Goal: Images must not appear in your copy; reproduce every other part of the records exactly.

Data to use:
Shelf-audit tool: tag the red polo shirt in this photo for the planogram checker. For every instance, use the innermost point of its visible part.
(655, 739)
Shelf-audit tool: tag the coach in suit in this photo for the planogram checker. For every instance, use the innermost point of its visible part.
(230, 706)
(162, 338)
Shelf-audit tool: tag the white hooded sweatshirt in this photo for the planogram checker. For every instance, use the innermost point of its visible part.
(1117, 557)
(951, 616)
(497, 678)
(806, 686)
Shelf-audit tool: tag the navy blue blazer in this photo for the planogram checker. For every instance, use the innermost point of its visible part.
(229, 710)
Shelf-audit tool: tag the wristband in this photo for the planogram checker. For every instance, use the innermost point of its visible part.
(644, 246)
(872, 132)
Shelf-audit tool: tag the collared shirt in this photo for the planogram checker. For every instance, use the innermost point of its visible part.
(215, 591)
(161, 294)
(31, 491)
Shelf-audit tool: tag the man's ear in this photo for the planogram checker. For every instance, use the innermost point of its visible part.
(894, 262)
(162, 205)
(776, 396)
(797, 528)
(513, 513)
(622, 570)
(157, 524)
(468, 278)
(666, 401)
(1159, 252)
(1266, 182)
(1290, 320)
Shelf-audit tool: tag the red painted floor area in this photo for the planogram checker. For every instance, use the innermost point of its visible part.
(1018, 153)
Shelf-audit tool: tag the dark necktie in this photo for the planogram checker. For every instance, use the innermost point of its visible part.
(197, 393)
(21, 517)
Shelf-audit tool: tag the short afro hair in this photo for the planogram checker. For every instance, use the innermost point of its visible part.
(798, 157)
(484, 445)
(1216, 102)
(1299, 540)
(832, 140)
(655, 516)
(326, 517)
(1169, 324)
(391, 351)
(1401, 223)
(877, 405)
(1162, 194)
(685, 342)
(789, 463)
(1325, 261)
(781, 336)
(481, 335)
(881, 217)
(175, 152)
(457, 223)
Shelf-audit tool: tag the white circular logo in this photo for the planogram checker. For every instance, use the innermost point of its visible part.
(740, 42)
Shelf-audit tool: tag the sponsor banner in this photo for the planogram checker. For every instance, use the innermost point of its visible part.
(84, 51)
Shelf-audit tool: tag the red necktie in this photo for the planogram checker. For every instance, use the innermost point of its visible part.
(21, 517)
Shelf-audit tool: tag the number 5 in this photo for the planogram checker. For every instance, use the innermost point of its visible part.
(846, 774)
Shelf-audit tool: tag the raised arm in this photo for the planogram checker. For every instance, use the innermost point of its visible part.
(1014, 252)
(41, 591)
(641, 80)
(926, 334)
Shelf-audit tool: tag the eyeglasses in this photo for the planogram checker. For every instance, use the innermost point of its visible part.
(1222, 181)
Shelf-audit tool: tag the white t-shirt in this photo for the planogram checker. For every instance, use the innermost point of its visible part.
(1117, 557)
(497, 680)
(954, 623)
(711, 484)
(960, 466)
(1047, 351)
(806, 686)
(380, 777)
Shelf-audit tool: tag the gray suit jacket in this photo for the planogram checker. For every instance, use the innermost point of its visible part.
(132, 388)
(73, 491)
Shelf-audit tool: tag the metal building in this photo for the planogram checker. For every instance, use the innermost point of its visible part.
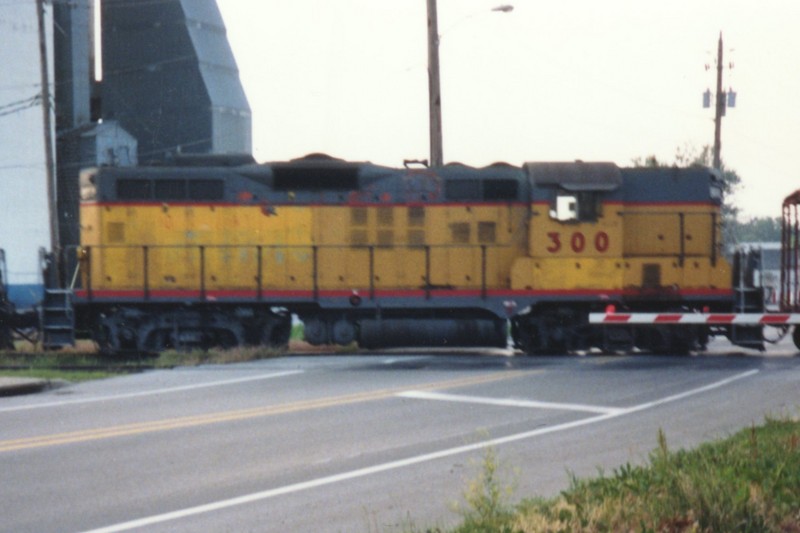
(170, 78)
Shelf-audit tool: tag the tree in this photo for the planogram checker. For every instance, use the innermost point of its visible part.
(689, 156)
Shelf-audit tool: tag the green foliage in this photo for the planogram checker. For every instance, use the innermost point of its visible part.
(486, 509)
(690, 156)
(759, 229)
(750, 482)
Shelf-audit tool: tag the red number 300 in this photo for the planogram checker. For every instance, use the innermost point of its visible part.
(577, 242)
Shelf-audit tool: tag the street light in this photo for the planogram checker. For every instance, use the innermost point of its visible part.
(434, 87)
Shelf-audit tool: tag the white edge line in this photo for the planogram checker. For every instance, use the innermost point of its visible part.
(353, 474)
(424, 395)
(152, 392)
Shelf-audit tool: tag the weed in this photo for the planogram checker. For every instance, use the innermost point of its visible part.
(485, 496)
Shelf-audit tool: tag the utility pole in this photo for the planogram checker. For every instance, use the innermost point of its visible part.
(720, 108)
(434, 89)
(48, 130)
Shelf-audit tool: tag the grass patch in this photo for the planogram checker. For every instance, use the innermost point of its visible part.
(749, 482)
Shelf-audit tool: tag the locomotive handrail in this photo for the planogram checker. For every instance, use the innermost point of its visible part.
(682, 254)
(86, 255)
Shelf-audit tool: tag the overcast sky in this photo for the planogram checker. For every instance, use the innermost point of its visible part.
(551, 80)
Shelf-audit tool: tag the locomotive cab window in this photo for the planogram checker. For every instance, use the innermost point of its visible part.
(576, 207)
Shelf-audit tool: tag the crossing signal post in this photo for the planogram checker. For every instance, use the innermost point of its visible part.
(723, 101)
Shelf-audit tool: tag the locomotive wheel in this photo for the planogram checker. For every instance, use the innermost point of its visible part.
(276, 332)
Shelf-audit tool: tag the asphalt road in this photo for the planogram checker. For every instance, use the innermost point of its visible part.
(357, 443)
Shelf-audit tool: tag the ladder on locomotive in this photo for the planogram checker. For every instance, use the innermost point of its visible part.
(56, 313)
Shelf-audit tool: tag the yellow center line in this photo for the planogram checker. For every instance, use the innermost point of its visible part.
(242, 414)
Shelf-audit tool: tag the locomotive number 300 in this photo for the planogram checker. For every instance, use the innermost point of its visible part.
(577, 242)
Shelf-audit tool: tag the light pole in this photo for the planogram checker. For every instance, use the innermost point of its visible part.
(434, 87)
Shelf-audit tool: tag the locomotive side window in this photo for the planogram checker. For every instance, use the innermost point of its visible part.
(358, 223)
(206, 190)
(500, 189)
(416, 226)
(385, 226)
(170, 189)
(463, 190)
(133, 189)
(459, 232)
(578, 207)
(487, 232)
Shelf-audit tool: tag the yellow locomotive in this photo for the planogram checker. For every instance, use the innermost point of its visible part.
(225, 254)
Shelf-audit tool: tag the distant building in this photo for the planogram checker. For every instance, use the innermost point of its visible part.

Response:
Shelf-audit tool: tag the red polo shirt in this photo for the planogram checker. For every instance, use the innermost point of its visible part.
(655, 739)
Shelf-audit tool: tag the coach in suit in this photo for the planogram checker. For every instance, use the innermost point of its visible part.
(230, 706)
(162, 338)
Shelf-audit tool: tag the white hooded sweatshirt in this photo for the planogram checker. For every instance, use the innermost point of its visible part.
(1117, 557)
(951, 616)
(497, 678)
(806, 686)
Shelf-audit tool: tag the navy blue blazer in this photo for the planogram checker. For every instance, use the innermost point of its visible part.
(229, 710)
Shelf-audit tool: tag the wristband in this photo for the planogram checker. For every instance, use the innermost point of its visible part.
(644, 246)
(872, 132)
Shelf-audit tool: tag the collared shirt in this photo for the planogram checker. For every instance, use the innermost point of its visible part.
(215, 591)
(161, 294)
(31, 491)
Shelf-audit tool: tag the man's ear in this photo for the planogram checker. For every instance, use the innermost point of its visible part.
(894, 262)
(162, 205)
(776, 396)
(797, 528)
(513, 513)
(622, 570)
(157, 524)
(468, 278)
(666, 401)
(1159, 252)
(1266, 182)
(1290, 320)
Shelf-audit tool: tag the red painted floor area in this photo for the planogram checker. For every instance, use the innermost point of its visible part.
(1018, 153)
Shelf-audit tool: tag the dark necktie in this photo for the planogram checker. For every instance, use the innermost point of its visible part.
(197, 393)
(21, 517)
Shelf-audit tool: tag the short afro hair in this photo for the planogram checker. For every instance, use the innermost point of its visible part.
(798, 157)
(484, 445)
(1216, 102)
(1299, 540)
(832, 140)
(655, 516)
(326, 517)
(1169, 324)
(391, 351)
(1401, 223)
(877, 405)
(1162, 194)
(685, 342)
(789, 463)
(1325, 261)
(781, 336)
(481, 335)
(881, 217)
(175, 152)
(457, 223)
Shelf-audit tool: tag the white circular logo in this photo for the planogram checker. For every instance, use the innermost point of its visible part.
(740, 42)
Shelf-audit tool: tag the sponsor banner in this photo for the planogram checker. For every instance, use the innermost point of its visible part.
(84, 51)
Shelf-audit tool: tag the red necktie in this photo for the planogram checker. For every instance, use the innermost point of its visible part.
(21, 517)
Shelf-audit tool: tag the number 5 in this photo for the planogram checker. For every instance, use the innermost point of its visible part.
(846, 774)
Shelf-audit tool: tag the raised arm in this photo for the planogram checker. For every instance, use the innermost point of its visible part.
(1014, 252)
(41, 591)
(641, 80)
(926, 334)
Shelf-audit tool: tag the eyeglasses in this photo for the planogram checker. For every instance, use the innermost point of its visible part.
(1222, 181)
Shelf-audit tool: tag the white t-shirt in this photo for the planogram checker. For every instance, use the innermost point of its visible part.
(1117, 557)
(497, 680)
(954, 623)
(711, 484)
(960, 466)
(1047, 351)
(806, 686)
(380, 777)
Shelf-audit tool: tag the gray suit jacket in this photo for the planogram checker. For every instance, use the innermost point of its visible part.
(132, 388)
(73, 491)
Shelf-audit tool: tag the metal building in this photo for the planogram checker. For every instance, use the innermost point of its visible part.
(170, 78)
Shelf-audit tool: tag the tree in this photo for the planogram checker. For every instance, use the innermost point of its visible part.
(689, 156)
Shelf-audit tool: tag the green foliage in this photo for the planogram checker. For every instance, use the innermost point of its visible part.
(486, 509)
(690, 156)
(759, 229)
(750, 482)
Shelf-audit tool: tag the red number 300 in this photo for the planogram checker. For every instance, use the innermost point of its visible part.
(577, 242)
Shelf-audit tool: tag the street light in this photo for the planogram checker. For every instance, use the innermost point of its visible part.
(434, 87)
Shelf-audit tool: tag the white edge line in this photo for the planogram checker. For every instance, use the innermost point of its visible part.
(353, 474)
(424, 395)
(152, 392)
Shelf-audit tool: tag the weed in this photo for the planogram checker. For every instance, use the innermost point of its visible part.
(485, 496)
Shelf-audit tool: tag the utility pole in this photo for the planogram checker. For every instance, use the innermost point of its visible part.
(720, 108)
(434, 89)
(48, 130)
Shelf-audit tool: tag the grass patch in this photo for the planogram checker. For every instance, use the innermost point of its visible part.
(749, 482)
Shelf-audit tool: tag the locomotive handrail in this photo for the planogram checker. For every instance, use the innermost point of its visible part.
(682, 254)
(86, 255)
Shelf-audit tool: tag the overcast sky in this photo for the planogram checker. For every instance, use the innermost point of its visible part.
(551, 80)
Shelf-audit tool: tag the locomotive cab window in this photo for the planogram checker. For every instance, use the innermost point of its visible part.
(576, 207)
Shelf-audit tool: tag the crossing signal post in this photo for the planogram checker. For every instance, use the innermost point of its visible part.
(723, 101)
Shelf-audit tool: tag the locomotive wheel in this photo for the planogram checker. For every instance, use the innermost point of its visible part.
(276, 332)
Shelf-audit tool: tag the asphalt road in this photo for the planogram checker. For every instance, use the innermost point of its visible part.
(357, 443)
Shelf-audit tool: tag the ladder on locomotive in this photo for the planogram checker. For every instance, use the innermost point of its visible part.
(56, 313)
Shelf-audit tool: tag the yellow center line in this photo for the planogram checker. For every instance, use the innermost point of its visible part.
(242, 414)
Shelf-audit tool: tag the locomotive number 300 in this photo for the planogram checker. For every instance, use the innermost point of its visible part.
(577, 242)
Shelf-audit tool: tag the light pole in this photo for the planogram checker. For every instance, use the innermost point of its visible part.
(434, 87)
Shelf-audit tool: tag the locomotive side window in this photo for the planogram checker. For every instance, use the innermost point of its visible part.
(358, 223)
(206, 190)
(500, 189)
(416, 226)
(385, 226)
(170, 189)
(463, 190)
(133, 189)
(459, 232)
(578, 207)
(487, 232)
Shelf-audit tool: tag the yellow locomotive in this photo for the planogram checker. For every instance, use the innermost point of its visible part.
(225, 254)
Shelf-audit tool: tag the distant building in this photo for the planogram checker. For every instance, use the innermost point of its visible part.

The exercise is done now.